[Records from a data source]

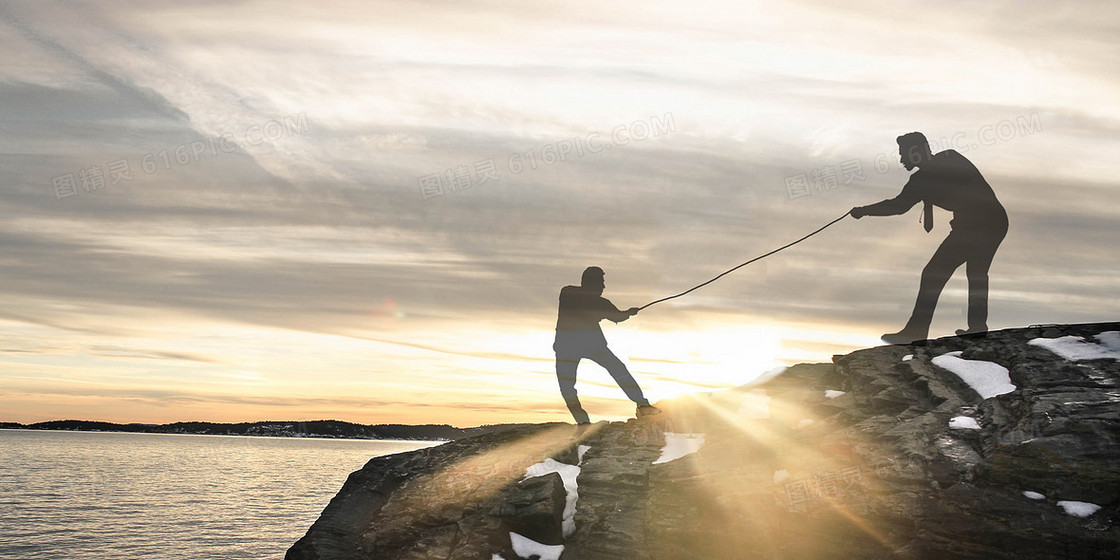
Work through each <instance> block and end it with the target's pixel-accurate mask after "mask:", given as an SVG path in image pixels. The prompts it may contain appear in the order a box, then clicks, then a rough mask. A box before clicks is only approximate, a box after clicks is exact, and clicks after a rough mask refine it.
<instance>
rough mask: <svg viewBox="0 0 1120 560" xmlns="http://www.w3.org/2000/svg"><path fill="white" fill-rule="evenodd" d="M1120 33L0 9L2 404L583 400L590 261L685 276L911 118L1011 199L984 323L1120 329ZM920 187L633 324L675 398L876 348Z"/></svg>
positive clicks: (641, 302) (976, 14)
mask: <svg viewBox="0 0 1120 560" xmlns="http://www.w3.org/2000/svg"><path fill="white" fill-rule="evenodd" d="M1117 37H1120V6H1117V4H1109V3H1100V2H1088V1H1086V2H1063V3H1061V4H1042V3H1029V2H986V3H982V4H977V3H974V2H939V3H936V4H928V3H927V2H889V3H869V2H855V1H850V2H847V1H820V2H810V1H797V2H744V1H735V2H708V1H694V2H657V1H654V2H646V1H643V2H626V1H623V2H608V3H603V2H582V1H567V2H530V3H525V2H508V1H473V0H464V1H456V2H432V1H408V0H399V1H333V2H329V3H309V2H296V1H262V0H250V1H234V2H227V1H222V2H217V1H198V2H157V1H119V2H93V1H75V2H54V1H0V60H2V63H0V298H2V301H3V305H0V421H19V422H35V421H43V420H57V419H88V420H105V421H118V422H132V421H134V422H171V421H186V420H208V421H254V420H310V419H339V420H348V421H354V422H362V423H451V424H454V426H464V427H466V426H478V424H485V423H498V422H514V421H526V422H542V421H566V420H570V417H569V416H568V413H567V410H566V409H564V407H563V402H562V400H561V399H560V395H559V391H558V389H557V382H556V375H554V370H553V353H552V349H551V344H552V337H553V328H554V325H556V314H557V295H558V292H559V290H560V288H561V287H563V286H566V284H577V283H579V278H580V273H581V271H582V270H584V268H586V267H588V265H598V267H601V268H603V269H604V270H605V271H606V284H607V287H606V291H605V293H604V296H605V297H607V298H609V299H610V300H612V301H613V302H615V304H616V305H617V306H618V307H620V308H624V309H625V308H627V307H632V306H642V305H644V304H647V302H650V301H653V300H655V299H660V298H662V297H665V296H669V295H672V293H676V292H680V291H683V290H685V289H688V288H690V287H692V286H694V284H698V283H700V282H702V281H704V280H708V279H710V278H712V277H715V276H716V274H718V273H720V272H722V271H724V270H727V269H729V268H731V267H734V265H736V264H738V263H740V262H744V261H746V260H748V259H752V258H754V256H757V255H759V254H763V253H765V252H768V251H771V250H772V249H775V248H777V246H781V245H784V244H785V243H788V242H791V241H793V240H795V239H799V237H801V236H802V235H804V234H806V233H809V232H811V231H813V230H815V228H818V227H820V226H821V225H824V224H825V223H828V222H830V221H832V220H834V218H837V217H839V216H841V215H843V214H844V213H846V212H848V211H849V209H850V208H851V207H852V206H858V205H867V204H871V203H875V202H878V200H880V199H884V198H889V197H893V196H895V195H896V194H897V193H898V192H899V190H900V188H902V186H903V185H905V183H906V180H907V176H908V172H907V171H906V170H905V169H904V168H902V166H900V165H898V157H897V146H896V144H895V138H896V137H897V136H899V134H902V133H905V132H909V131H914V130H916V131H922V132H924V133H925V134H926V137H927V138H928V139H930V141H931V144H932V147H933V150H934V151H940V150H943V149H956V150H958V151H960V152H961V153H963V155H964V156H965V157H967V158H969V159H970V160H971V161H972V162H973V164H974V165H976V166H977V167H978V168H979V169H980V170H981V172H982V174H983V176H984V177H986V178H987V180H988V183H989V184H991V186H992V188H993V189H995V192H996V193H997V196H998V197H999V199H1000V200H1001V203H1002V204H1004V206H1005V207H1007V211H1008V214H1009V216H1010V230H1009V233H1008V236H1007V239H1006V240H1005V241H1004V244H1002V245H1001V246H1000V250H999V252H998V253H997V255H996V260H995V263H993V265H992V269H991V295H990V302H991V304H990V308H991V315H990V318H989V326H990V327H991V328H1006V327H1016V326H1027V325H1032V324H1048V323H1088V321H1104V320H1118V319H1120V304H1118V299H1117V297H1116V293H1117V288H1118V281H1117V278H1118V277H1120V263H1118V260H1117V242H1116V239H1117V237H1116V235H1117V233H1116V232H1117V230H1118V226H1120V198H1118V195H1120V189H1118V187H1117V178H1118V170H1120V169H1118V162H1120V157H1118V156H1120V133H1118V132H1120V104H1117V102H1116V100H1118V99H1120V72H1118V71H1117V68H1120V44H1118V41H1117V39H1116V38H1117ZM920 213H921V209H920V207H916V208H914V209H912V211H911V212H909V213H908V214H905V215H902V216H894V217H868V218H864V220H860V221H858V222H857V221H855V220H851V218H847V220H843V221H841V222H839V223H838V224H836V225H833V226H831V227H829V228H828V230H825V231H824V232H822V233H821V234H819V235H816V236H814V237H812V239H810V240H808V241H805V242H803V243H801V244H799V245H796V246H794V248H791V249H788V250H786V251H784V252H782V253H778V254H776V255H774V256H771V258H768V259H766V260H764V261H760V262H758V263H755V264H752V265H749V267H746V268H744V269H740V270H739V271H737V272H736V273H734V274H730V276H728V277H725V278H722V279H721V280H719V281H718V282H716V283H713V284H711V286H708V287H706V288H702V289H700V290H698V291H696V292H693V293H690V295H688V296H685V297H683V298H679V299H674V300H672V301H666V302H663V304H659V305H656V306H653V307H650V308H647V309H645V310H643V311H642V312H640V314H638V315H637V316H636V317H634V318H632V319H629V320H627V321H625V323H620V324H617V325H615V324H613V323H609V321H604V330H605V333H606V336H607V338H608V340H609V344H610V347H612V348H613V349H614V352H615V353H616V354H617V355H618V356H619V357H622V358H623V360H624V362H626V363H627V364H628V365H629V368H631V371H632V372H633V373H634V374H635V376H636V377H637V380H638V382H640V383H641V384H642V386H643V389H645V391H646V394H647V395H648V396H650V398H651V399H652V400H657V399H663V398H668V396H673V395H676V394H680V393H684V392H696V391H715V390H719V389H726V388H730V386H737V385H741V384H744V383H747V382H749V381H750V380H753V379H755V377H757V376H758V375H760V374H762V373H763V372H766V371H769V370H773V368H775V367H780V366H782V365H791V364H794V363H800V362H828V361H830V360H831V356H832V355H834V354H843V353H848V352H851V351H853V349H857V348H860V347H867V346H875V345H878V344H881V343H880V342H879V335H881V334H884V333H889V332H894V330H897V329H899V328H900V327H902V325H903V324H904V323H905V320H906V318H907V317H908V315H909V310H911V307H912V306H913V302H914V297H915V295H916V290H917V282H918V277H920V273H921V270H922V267H923V265H924V264H925V262H926V260H927V259H928V258H930V255H931V254H932V253H933V251H934V249H935V248H936V245H937V244H939V243H940V242H941V240H942V239H944V236H945V235H946V234H948V232H949V227H948V222H949V217H950V216H949V214H948V213H945V212H942V211H940V209H939V211H937V214H936V216H935V221H934V223H935V228H934V230H933V232H932V233H928V234H927V233H925V232H924V231H923V228H922V226H921V225H920V224H918V223H917V218H918V214H920ZM965 300H967V283H965V281H964V278H963V270H962V271H959V272H958V274H956V276H954V278H953V279H952V280H951V281H950V283H949V284H948V287H946V289H945V291H944V292H943V295H942V299H941V302H940V307H939V309H937V314H936V315H935V317H934V323H933V326H932V329H931V336H948V335H951V334H952V333H953V330H954V329H956V328H963V327H964V326H965V324H964V323H965V320H964V319H965V315H964V314H965ZM579 375H580V377H579V384H578V388H579V391H580V395H581V396H582V398H584V401H585V408H587V409H588V410H589V412H590V413H591V418H592V420H599V419H608V420H609V419H623V418H626V417H627V416H629V414H631V413H632V412H633V405H632V404H631V403H629V402H628V401H626V400H625V398H624V395H623V394H622V391H620V390H618V388H617V386H616V385H615V384H614V382H613V381H612V380H610V377H609V376H608V375H607V373H606V372H605V371H604V370H601V368H599V367H598V366H597V365H595V364H591V363H589V362H585V363H584V364H582V365H581V367H580V370H579Z"/></svg>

TASK GOAL: Among the records, find each line where the word "rough" occurs, and copy it.

RESULT FOR THIS TASK:
Work through each <instance> block and end it with the target's pixel-accurate mask after "mask:", given as an SVG path in image pixels. The prompts it may contain appear in the order a box, then clicks, then a rough mask. A box before clicks is only approximate, a box after clicks is exact, and clicks after a rough mask refine it.
rough mask: <svg viewBox="0 0 1120 560" xmlns="http://www.w3.org/2000/svg"><path fill="white" fill-rule="evenodd" d="M1120 33L0 9L2 404L583 400L590 261L685 276L911 118L1011 199L984 323L1120 329ZM920 187L633 324L675 398L876 348Z"/></svg>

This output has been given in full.